> **VORLIEGENDER TEXT**
++++++
Sie sind ein ausländisches Unternehmen, das in Deutschland investieren möchte?

Branche kompakt | Tschechische Republik | Ernährungswirtschaft

Branchenstruktur

Starke einheimische Hersteller und internationale Konzerne dominieren die tschechische Lebensmittelproduktion. Bei vielen Produkten ist das Land jedoch von Importen abhängig.

Von Gerit Schulze | Prag

Hersteller von Lebensmitteln und Getränken sorgen für knapp 2 Prozent der Bruttowertschöpfung in Tschechien. Der Anteil an der Wirtschaftsleistung ist seit dem EU-Beitritt 2004 leicht gesunken, weil viele Unternehmen der starken Importkonkurrenz nicht standhalten konnten.

Trotzdem hat Tschechien bis heute eine leistungsfähige Lebensmittelindustrie. Die wichtigsten Segmente der Branche sind die Getränkeproduktion, die Süßwarenherstellung und die Fleischverarbeitung. 

Bei Grundnahrungsmitteln erreicht Tschechien einen Selbstversorgungsgrad von knapp 80 Prozent. Allerdings ist das Land bei bestimmten Kategorien wie Schweine- und Geflügelfleisch, Butter oder Eiern stark von Importen abhängig. Selbst bei einheimischen Obst- und Gemüsearten wie Äpfel und Kartoffeln gibt es einen großen Einfuhrüberschuss. 

Unterm Strich erzielt Tschechien deshalb ein Außenhandelsdefizit bei Lebensmitteln. Importen im Wert von 10,4 Milliarden Euro standen 2024 Exporten von 8,6 Milliarden Euro gegenüber (ohne Getränke). Fast die Hälfte der Einfuhren entfällt auf die beiden Nachbarländer Deutschland und Polen. Außerdem sind die Niederlande, die Slowakei und Italien wichtige Lieferländer. Besonders groß ist das Importvolumen bei Fleisch, Milchprodukten, Obst und Gemüse sowie bei Süßwaren.
++++++
> **DATENBLOCK**
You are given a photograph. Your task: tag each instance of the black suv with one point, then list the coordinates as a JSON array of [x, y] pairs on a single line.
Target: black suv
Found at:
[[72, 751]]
++++++
> **AUFGABENSTELLUNG**
- 1) Wie lautet der Text zur tschechischen Ernährungswirtschaft von „Branchenstruktur“ bis hinunter zu „nicht standhalten konnten.“, wenn man „Lebensmittelproduktion“ durch „Nahrungsmittelproduktion“ ersetzt?
- 2) Welche Länder nennt der Text zur tschechischen Ernährungswirtschaft als Lieferländer für Tschechiens Lebensmittelimporte?
Die Daten stehen in keinem Zusammenhang mit dem Text.

> **LÖSUNGEN**
- 1)
Branchenstruktur

Starke einheimische Hersteller und internationale Konzerne dominieren die tschechische Nahrungsmittelproduktion. Bei vielen Produkten ist das Land jedoch von Importen abhängig.

Von Gerit Schulze | Prag

Hersteller von Lebensmitteln und Getränken sorgen für knapp 2 Prozent der Bruttowertschöpfung in Tschechien. Der Anteil an der Wirtschaftsleistung ist seit dem EU-Beitritt 2004 leicht gesunken, weil viele Unternehmen der starken Importkonkurrenz nicht standhalten konnten.

- 2) Deutschland, Polen, die Niederlande, die Slowakei, Italien